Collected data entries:
/---

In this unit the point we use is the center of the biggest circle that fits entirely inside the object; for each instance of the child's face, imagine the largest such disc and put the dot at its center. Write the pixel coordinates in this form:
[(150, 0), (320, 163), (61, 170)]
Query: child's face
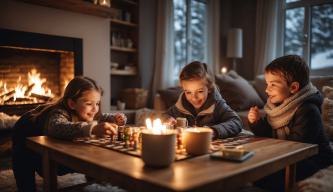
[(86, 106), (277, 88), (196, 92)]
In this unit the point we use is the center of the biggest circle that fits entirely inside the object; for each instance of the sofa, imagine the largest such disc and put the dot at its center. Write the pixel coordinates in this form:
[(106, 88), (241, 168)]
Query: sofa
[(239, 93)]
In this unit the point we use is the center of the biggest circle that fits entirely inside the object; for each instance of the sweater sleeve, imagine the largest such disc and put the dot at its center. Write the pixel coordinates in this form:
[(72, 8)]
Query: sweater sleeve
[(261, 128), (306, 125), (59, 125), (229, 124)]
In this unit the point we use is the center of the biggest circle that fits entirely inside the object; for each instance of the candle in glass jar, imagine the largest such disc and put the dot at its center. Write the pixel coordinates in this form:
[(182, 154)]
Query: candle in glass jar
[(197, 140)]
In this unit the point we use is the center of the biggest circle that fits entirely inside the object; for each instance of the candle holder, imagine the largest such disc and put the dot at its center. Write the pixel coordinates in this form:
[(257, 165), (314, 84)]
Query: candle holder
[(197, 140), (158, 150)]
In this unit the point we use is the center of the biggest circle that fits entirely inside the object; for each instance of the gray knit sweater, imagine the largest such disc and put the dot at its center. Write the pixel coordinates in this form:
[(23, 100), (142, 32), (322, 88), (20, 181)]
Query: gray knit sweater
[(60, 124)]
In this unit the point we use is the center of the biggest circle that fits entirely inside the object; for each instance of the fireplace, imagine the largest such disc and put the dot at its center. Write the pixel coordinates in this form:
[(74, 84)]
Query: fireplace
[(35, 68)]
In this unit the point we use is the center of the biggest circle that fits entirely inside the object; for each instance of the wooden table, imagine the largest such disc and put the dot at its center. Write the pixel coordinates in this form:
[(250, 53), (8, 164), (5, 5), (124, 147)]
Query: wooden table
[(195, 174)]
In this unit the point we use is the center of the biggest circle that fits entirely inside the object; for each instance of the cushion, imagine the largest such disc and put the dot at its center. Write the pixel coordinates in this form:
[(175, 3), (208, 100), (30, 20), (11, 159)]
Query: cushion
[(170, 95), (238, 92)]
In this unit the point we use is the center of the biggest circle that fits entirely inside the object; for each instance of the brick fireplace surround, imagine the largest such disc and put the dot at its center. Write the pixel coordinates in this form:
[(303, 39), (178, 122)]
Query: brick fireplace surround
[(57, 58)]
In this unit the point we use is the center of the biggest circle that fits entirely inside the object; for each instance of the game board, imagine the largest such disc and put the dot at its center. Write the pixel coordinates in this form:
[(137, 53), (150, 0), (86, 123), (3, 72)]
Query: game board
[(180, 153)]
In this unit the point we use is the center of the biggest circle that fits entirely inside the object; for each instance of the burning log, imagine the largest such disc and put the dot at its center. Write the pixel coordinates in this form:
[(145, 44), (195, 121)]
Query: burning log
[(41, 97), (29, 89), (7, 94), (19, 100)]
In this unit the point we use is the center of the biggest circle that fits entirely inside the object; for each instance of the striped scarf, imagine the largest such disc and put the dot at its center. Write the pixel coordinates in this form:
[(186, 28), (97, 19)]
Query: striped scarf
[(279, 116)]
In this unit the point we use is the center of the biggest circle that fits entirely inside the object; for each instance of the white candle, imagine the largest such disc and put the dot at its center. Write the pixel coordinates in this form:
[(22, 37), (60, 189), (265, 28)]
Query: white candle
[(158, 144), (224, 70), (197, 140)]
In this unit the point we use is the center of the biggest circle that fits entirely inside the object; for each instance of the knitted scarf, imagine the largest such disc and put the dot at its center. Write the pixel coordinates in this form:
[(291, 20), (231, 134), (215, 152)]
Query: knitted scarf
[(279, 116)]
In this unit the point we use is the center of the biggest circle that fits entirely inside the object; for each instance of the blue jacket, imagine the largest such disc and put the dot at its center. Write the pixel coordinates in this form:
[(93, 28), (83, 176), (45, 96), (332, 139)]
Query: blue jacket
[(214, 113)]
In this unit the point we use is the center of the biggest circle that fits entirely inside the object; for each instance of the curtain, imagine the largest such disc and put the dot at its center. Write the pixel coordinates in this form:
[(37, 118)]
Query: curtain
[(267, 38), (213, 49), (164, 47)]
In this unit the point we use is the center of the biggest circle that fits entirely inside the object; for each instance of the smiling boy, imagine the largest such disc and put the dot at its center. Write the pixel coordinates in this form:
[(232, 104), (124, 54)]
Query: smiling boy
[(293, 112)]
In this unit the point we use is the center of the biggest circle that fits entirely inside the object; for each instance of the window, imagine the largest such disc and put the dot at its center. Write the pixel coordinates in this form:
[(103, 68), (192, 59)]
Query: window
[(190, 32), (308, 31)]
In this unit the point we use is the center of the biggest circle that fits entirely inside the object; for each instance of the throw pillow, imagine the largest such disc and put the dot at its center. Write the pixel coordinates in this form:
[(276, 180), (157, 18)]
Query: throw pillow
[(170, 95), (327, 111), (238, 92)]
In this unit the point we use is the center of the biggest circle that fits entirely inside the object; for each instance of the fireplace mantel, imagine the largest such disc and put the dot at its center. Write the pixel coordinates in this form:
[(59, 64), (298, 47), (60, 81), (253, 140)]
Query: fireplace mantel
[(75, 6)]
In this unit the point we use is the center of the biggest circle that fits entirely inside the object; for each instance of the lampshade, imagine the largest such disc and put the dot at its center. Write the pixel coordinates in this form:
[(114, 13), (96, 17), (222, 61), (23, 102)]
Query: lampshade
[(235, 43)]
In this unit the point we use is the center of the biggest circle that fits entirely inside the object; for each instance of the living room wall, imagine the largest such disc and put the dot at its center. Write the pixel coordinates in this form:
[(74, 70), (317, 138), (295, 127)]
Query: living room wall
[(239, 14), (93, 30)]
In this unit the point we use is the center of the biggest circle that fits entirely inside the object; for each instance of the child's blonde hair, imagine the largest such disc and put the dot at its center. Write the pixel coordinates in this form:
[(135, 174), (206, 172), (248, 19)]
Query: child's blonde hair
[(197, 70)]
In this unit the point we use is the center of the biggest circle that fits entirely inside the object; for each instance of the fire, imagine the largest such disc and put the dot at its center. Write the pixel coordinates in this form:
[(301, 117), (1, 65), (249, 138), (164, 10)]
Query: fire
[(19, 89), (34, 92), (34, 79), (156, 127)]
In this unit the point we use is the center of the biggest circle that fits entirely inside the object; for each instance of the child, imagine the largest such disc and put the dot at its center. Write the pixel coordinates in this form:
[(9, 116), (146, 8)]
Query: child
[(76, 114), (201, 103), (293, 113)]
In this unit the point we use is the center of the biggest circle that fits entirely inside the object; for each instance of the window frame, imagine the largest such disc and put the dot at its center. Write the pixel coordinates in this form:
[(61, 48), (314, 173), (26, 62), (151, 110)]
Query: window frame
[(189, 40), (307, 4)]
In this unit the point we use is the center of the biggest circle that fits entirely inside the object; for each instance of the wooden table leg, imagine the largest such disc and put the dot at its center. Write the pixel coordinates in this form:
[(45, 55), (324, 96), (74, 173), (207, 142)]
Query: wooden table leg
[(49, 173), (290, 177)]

\---
/---

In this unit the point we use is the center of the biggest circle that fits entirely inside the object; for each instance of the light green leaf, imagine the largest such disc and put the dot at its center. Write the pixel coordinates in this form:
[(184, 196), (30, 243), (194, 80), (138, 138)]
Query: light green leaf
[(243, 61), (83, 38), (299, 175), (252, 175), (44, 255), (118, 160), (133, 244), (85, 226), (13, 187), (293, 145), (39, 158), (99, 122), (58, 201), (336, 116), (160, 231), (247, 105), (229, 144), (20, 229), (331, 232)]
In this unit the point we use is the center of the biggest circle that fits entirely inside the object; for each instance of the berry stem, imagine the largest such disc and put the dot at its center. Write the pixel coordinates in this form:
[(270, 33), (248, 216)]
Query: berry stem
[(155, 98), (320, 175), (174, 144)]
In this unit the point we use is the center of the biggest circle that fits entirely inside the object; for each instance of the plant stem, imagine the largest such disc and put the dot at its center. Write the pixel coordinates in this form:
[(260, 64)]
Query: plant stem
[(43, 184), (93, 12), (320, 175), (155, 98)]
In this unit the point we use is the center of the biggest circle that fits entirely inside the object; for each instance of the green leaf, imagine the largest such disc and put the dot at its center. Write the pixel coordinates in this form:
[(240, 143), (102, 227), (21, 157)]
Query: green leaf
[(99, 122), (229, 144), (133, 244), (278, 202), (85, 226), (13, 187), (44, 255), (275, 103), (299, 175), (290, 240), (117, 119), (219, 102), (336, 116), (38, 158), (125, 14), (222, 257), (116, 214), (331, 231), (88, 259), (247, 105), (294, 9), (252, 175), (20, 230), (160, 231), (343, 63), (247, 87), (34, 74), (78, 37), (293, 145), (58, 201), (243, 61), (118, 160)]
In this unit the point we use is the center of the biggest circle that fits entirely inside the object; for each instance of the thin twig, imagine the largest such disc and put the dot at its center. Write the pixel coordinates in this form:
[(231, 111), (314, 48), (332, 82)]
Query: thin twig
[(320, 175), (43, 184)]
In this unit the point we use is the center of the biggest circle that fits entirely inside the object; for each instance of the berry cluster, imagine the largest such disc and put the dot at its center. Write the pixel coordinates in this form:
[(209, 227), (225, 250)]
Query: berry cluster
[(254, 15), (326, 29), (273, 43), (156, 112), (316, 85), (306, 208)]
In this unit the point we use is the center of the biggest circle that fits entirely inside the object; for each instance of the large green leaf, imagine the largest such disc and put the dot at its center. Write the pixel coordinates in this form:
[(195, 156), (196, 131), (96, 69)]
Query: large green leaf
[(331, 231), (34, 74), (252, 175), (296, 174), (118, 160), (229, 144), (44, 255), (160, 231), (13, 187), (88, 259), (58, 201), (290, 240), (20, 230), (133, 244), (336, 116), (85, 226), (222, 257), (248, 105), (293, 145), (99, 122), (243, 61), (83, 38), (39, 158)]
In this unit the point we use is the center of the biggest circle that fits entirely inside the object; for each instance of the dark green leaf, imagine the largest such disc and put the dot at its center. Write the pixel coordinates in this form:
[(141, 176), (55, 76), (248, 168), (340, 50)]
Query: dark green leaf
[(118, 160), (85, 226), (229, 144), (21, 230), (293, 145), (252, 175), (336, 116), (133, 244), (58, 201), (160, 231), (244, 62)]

\---

Work required ▸
The required answer is the exact run of lines above starting at the line with "wooden table, imagine" and ending at the line with "of the brick", with both ends present.

The answer ▸
In this unit the point we use is the center of the biggest circle that fits entirely inside the object; for each instance of the wooden table, imagine the largest such disc and put the dot at its center. Write the pixel coordinates in this form:
[(250, 53), (8, 164), (5, 5), (124, 147)]
Query: wooden table
[(195, 174)]
In this unit the point we use is the center of the biggest circle that fits entirely inside the object; for each instance of the cushion, imagine the largest such disc and put the dot at its center. Write the pixel coordinates in this form:
[(175, 3), (208, 100), (30, 20), (11, 159)]
Query: cushion
[(170, 95), (238, 92)]
In this unit the point we use is the center of the biggest circle that fits entirely inside the object; for each instance of the brick fireplace surround, imagine the largest such disc and put the dot at its center. Write the pixel coordinates in this form:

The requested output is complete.